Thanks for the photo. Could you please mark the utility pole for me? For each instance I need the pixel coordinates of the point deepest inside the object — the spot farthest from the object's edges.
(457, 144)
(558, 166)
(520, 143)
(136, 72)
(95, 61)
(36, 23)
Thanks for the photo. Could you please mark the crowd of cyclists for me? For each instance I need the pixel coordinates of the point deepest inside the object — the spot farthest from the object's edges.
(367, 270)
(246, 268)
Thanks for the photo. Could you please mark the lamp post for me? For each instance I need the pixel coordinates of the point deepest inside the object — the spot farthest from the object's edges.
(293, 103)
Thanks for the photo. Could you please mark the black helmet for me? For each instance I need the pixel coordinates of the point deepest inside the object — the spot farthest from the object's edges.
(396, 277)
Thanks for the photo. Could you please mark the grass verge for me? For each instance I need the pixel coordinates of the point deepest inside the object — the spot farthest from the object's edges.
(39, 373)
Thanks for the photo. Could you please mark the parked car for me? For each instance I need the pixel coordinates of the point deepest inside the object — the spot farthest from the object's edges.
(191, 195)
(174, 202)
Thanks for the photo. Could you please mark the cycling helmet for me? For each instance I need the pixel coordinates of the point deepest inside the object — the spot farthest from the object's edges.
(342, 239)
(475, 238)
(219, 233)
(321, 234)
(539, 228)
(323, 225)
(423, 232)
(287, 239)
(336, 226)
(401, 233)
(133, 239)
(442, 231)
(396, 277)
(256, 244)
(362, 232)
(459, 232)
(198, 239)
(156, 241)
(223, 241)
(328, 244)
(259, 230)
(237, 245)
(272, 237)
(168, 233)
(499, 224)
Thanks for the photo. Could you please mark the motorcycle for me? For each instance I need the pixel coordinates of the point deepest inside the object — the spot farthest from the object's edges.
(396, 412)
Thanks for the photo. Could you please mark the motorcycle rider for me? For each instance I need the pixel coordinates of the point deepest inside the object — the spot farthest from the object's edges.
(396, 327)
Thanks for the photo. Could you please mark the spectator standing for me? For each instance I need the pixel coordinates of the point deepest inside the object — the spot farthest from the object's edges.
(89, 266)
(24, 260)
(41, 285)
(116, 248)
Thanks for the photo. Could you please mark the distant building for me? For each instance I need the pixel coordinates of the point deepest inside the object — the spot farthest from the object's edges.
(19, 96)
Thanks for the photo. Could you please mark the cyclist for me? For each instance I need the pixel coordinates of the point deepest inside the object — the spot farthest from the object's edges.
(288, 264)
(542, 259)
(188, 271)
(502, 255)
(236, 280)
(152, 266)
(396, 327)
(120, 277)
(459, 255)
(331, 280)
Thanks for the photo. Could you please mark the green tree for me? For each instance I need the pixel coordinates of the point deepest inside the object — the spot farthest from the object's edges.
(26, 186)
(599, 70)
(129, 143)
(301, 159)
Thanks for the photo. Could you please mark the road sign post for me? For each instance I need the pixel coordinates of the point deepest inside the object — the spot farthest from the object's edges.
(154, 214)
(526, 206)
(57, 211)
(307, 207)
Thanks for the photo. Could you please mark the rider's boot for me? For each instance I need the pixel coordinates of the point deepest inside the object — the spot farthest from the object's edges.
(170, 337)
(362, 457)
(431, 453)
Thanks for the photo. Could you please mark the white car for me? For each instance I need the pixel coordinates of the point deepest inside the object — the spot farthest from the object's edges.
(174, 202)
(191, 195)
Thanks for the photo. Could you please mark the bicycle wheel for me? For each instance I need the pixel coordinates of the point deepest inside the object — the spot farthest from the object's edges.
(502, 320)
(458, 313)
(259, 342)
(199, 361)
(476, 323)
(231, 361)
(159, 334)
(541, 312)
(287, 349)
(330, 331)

════════════════════

# Goal of the exercise
Copy out word for word the stretch of the listing from the line that contains "Thanks for the photo. Could you please mark the bicycle" through the final line of the listing.

# Worked solution
Thanks for the photo. Could you please mark the bicycle wheel for me? For each instance I need the pixel coordinates of the point deepest inside the object — the spot farthest from the object's edges.
(502, 320)
(458, 313)
(259, 342)
(199, 361)
(476, 323)
(231, 361)
(159, 334)
(541, 312)
(287, 349)
(330, 331)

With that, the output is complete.